Instructions to follow ::
Among the entries below, find the line with "Target: egyptian obelisk", then quote it and each following line up to and including the line with "Where can the basilica dome", and nothing else.

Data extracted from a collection
====================

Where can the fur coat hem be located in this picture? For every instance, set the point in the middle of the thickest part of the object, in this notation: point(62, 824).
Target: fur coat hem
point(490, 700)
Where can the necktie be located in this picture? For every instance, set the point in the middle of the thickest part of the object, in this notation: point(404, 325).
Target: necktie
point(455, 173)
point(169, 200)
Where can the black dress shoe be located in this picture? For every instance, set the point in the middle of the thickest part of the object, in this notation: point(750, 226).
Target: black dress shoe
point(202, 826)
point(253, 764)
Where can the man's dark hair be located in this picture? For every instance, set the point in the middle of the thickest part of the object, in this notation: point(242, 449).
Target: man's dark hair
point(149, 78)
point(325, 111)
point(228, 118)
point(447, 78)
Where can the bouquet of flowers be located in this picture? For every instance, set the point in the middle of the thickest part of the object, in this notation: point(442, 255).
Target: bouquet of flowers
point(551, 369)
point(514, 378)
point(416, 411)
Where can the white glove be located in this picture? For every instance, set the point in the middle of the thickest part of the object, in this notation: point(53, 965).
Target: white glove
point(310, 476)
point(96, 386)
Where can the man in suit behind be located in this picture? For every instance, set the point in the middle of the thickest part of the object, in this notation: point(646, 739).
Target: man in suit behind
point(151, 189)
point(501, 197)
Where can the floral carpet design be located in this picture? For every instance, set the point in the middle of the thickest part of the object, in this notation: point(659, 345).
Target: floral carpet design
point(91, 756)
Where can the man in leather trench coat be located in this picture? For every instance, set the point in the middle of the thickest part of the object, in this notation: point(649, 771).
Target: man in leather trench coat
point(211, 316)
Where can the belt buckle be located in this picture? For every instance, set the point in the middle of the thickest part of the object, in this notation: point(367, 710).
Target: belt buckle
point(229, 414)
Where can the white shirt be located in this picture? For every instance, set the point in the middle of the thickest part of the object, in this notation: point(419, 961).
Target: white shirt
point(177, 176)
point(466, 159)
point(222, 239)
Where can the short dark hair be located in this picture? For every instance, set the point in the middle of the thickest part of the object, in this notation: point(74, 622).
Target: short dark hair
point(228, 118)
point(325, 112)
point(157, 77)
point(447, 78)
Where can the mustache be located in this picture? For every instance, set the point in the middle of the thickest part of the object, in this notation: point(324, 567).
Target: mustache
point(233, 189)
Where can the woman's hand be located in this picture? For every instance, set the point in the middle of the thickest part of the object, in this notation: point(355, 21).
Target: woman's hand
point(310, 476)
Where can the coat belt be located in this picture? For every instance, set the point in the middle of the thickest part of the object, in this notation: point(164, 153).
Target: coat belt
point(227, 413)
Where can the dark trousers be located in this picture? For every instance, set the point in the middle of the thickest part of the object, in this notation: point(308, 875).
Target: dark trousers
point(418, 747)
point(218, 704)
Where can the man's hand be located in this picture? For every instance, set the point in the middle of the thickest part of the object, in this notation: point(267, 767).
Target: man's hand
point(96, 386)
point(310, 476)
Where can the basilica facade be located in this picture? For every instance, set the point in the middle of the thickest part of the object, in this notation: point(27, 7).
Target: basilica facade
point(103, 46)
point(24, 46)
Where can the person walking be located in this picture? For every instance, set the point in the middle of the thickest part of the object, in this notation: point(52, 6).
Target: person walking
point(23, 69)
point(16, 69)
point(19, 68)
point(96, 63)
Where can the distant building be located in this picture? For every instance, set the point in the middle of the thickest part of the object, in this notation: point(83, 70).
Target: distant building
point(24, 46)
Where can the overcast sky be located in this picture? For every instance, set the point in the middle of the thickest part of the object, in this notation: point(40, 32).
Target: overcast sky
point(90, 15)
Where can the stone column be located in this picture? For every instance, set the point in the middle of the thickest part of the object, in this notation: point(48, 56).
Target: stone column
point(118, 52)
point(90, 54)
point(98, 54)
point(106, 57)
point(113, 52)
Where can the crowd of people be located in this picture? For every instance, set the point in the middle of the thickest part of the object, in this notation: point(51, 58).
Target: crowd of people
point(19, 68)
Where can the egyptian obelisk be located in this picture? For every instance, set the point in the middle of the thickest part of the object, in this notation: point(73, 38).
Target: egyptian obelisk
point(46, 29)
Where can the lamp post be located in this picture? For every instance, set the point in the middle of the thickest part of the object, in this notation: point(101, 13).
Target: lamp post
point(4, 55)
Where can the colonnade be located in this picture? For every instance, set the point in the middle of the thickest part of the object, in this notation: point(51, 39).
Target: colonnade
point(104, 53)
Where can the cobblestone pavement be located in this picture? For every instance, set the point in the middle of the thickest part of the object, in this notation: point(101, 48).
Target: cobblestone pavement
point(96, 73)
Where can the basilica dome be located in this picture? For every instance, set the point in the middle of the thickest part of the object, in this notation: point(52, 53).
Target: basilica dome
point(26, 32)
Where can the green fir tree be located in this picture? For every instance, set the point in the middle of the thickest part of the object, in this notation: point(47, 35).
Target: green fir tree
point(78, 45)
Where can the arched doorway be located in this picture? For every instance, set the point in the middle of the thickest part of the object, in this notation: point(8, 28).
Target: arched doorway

====================

Answer area ::
Target: egyptian obelisk
point(46, 29)
Where can the lamp post be located in this picture? For every instance, set the point in the middle of the thickest part of the object, in this notation: point(101, 13).
Target: lamp post
point(4, 55)
Where can the colonnade be located in this picture? For every instance, set the point in the middle of the thickest part of the object, in this notation: point(51, 39).
Target: colonnade
point(104, 53)
Where can the cobblestone pavement be located in this picture? For every instance, set the point in the middle of the thickest part of the object, in this notation: point(101, 48).
Target: cobblestone pavement
point(96, 73)
Where can the basilica dome be located in this picture? For every instance, set the point in the middle of the thickest part of the object, in this notation: point(52, 53).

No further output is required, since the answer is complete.